DIRECTION:
State how many lines of the listing below contain the string "Query". Reply with the number alone.

**** THE RECORDS ****

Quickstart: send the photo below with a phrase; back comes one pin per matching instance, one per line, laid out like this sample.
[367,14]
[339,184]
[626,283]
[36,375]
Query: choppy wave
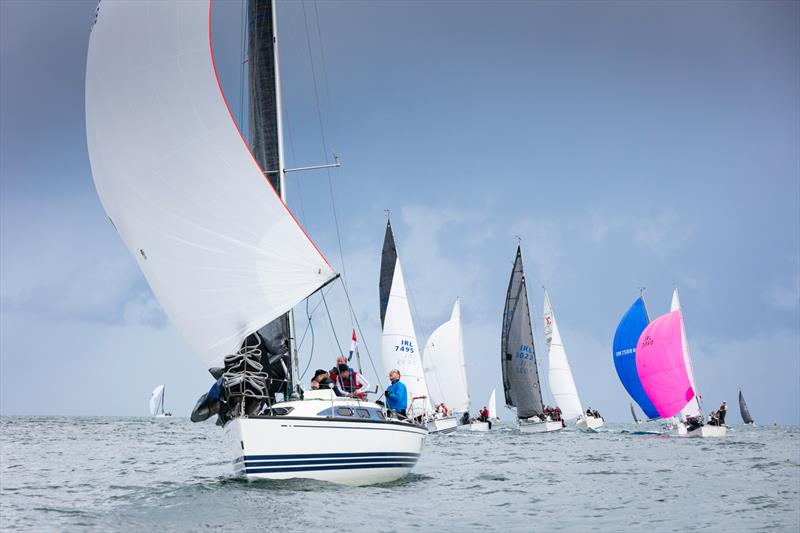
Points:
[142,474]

****
**** THE RECORDS ****

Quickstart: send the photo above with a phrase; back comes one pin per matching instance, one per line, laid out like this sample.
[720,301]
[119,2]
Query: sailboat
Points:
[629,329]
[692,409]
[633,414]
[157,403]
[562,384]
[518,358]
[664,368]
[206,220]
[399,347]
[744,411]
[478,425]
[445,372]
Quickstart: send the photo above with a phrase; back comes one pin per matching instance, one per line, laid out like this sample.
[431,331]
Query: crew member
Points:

****
**** THE RECORDS ****

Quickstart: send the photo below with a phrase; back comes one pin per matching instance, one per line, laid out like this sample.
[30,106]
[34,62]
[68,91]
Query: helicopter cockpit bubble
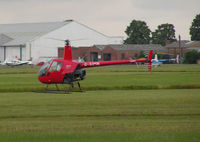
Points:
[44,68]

****

EXERCISE RESULT:
4